Given exercise A: According to the investing newsletter, what share of office jobs does Carson Block think AI could eliminate, and over what period?
Given exercise B: Decide whether each statement agrees with the investing newsletter, and quote the words of the newsletter that settle it: (i) SCHD holds roughly 100 companies. (ii) SCHD's yield is about the same as what the S&P 500 pays. (iii) Many experts expect the change to arrive as an overnight collapse.

Text section:
>> start

Published about 5 hours ago • 3 min read
Here's your weekly helping of interesting investing information and insights.
Opinion
A famous short-seller named Carson Block recently said something on a podcast that caught my attention. He thinks AI could wipe out around 15% of office jobs — things like legal work, accounting, finance, and analysis — within three years. That's millions of people who might suddenly need money. And when people need money, they sell their investments.
That's important to think about because the stock market runs partly on people buying the dip. Regular people like us with 401(k)s and brokerage accounts who keep putting money in every paycheck. But when people lose their jobs? They stop buying. Worse — they usually start selling. Block says when that happens, there's nobody left to catch the falling stock prices.
Could he be right? Maybe. Nobody really knows. But many experts think the change will be slower and messier than an overnight collapse. The correct answer is: we just don't know when, how bad, or how fast.
But this can be awesome for income investors. If the market crashes and pulls good companies down with it, dividend investors actually have an edge. Because as long as the company keeps paying its dividend, you don't have to sell. You just keep collecting checks. And if you're reinvesting those dividends while prices are low, you're buying more shares on sale. A market crash can literally accelerate your income.
That's where something like SCHD comes in. SCHD is an ETF — basically a basket of about 100 rock-solid American companies that have paid dividends for at least 10 years in a row. Think Coca-Cola, Procter & Gamble, Texas Instruments. Companies that have survived recessions, crashes, and crises and kept writing checks the whole time. SCHD currently yields around 3.4% — about double what the S&P 500 pays — and that dividend has grown roughly 11% per year over the last decade. It's not exciting, which is exactly the point.

>> end

Supplied data:
>> start

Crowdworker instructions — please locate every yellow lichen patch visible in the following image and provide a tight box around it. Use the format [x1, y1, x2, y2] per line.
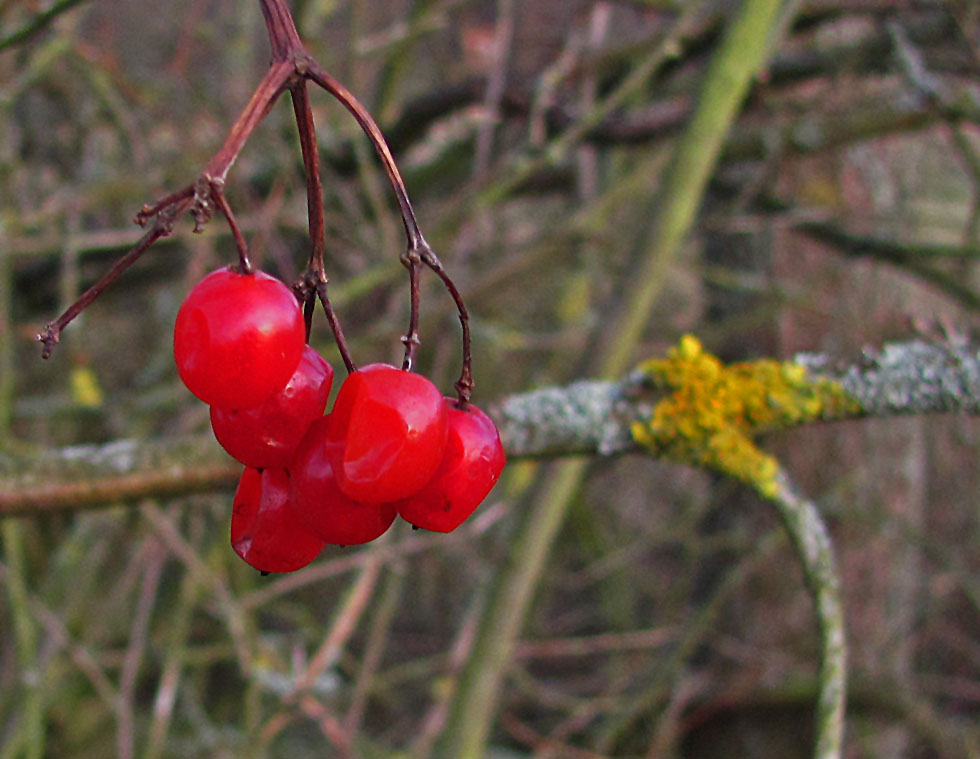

>> end

Result A: Around 15% of office jobs, within three years.

Result B:
(i) Yes: "a basket of about 100 rock-solid American companies"
(ii) No: "about double what the S&P 500 pays"
(iii) No: "many experts think the change will be slower and messier than an overnight collapse"